● Directions for this task
Write out everything from "Over the past" down to "real estate market." in the article on Bay Area biotech real estate, word for word.

A flurry of property offloading and downsizing decisions among some of the San Francisco Bay Area's prominent biotech companies is adding uncertainty to an already turbulent market as the region scrambles to adjust to climbing vacancies.
Over the past few weeks, several tenants have announced plans to shrink their real estate footprints in the region, the nation's second-largest life science hub behind the greater Boston area. Those moves come at a point when the availability rate for lab and research space has been rising, and as a record number of new developments make their way through the region's construction pipeline, weighing down rent growth for what had otherwise been one of the bright spots in the Bay Area's broader commercial real estate market.
One of the latest indicators of mounting pressure in the life science sector is Sangamo Therapeutics' decision to close its headquarters in Brisbane, California, in response to mounting financial losses and amid attempts to restructure the cell and gene therapy company. Since Sangamo signed its 87,800-square-foot lease at 7000 Marina Blvd. in late 2017, its accumulated deficit has more than doubled from about $500 million to roughly $1.3 billion.
To help conserve cash, Sangamo plans to cut 40% of its workforce, or more than 160 positions — the second round of layoffs at the company so far this year — and shift its corporate hub across the bay to Richmond, California, where it leases about 60,000 square feet at the Point Richmond Tech Center at 501 Canal Blvd.
"The process of streamlining Sangamo’s pipeline has been accelerated within today’s challenging economic environment, and we have had to make difficult decisions," CEO Sandy Macrae said in a statement, adding that the company's relocation to the existing Richmond facility is expected to occur in January.
The cost-saving moves are estimated to reduce Sangamo's annual operating expenses by about 50%.

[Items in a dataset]
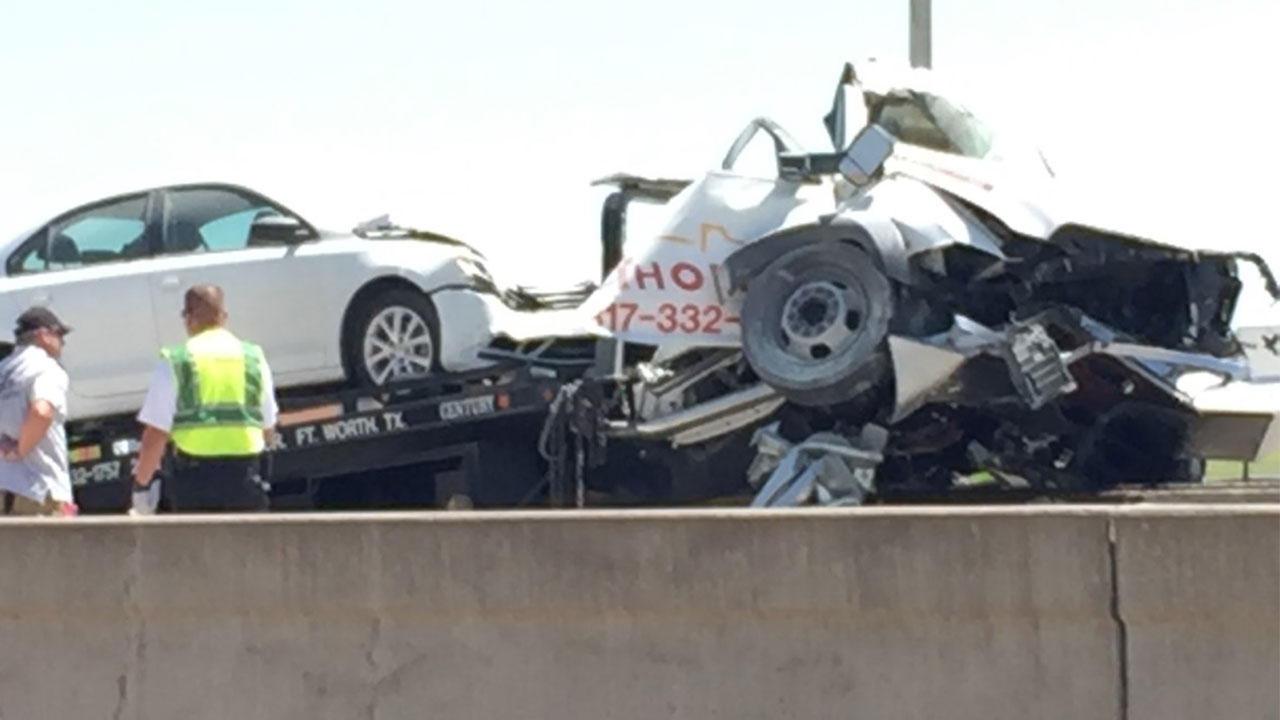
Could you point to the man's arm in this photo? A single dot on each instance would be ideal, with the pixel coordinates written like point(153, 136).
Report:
point(269, 408)
point(33, 428)
point(156, 419)
point(154, 441)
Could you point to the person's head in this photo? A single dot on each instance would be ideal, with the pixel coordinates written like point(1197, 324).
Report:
point(202, 308)
point(40, 327)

● Response
Over the past few weeks, several tenants have announced plans to shrink their real estate footprints in the region, the nation's second-largest life science hub behind the greater Boston area. Those moves come at a point when the availability rate for lab and research space has been rising, and as a record number of new developments make their way through the region's construction pipeline, weighing down rent growth for what had otherwise been one of the bright spots in the Bay Area's broader commercial real estate market.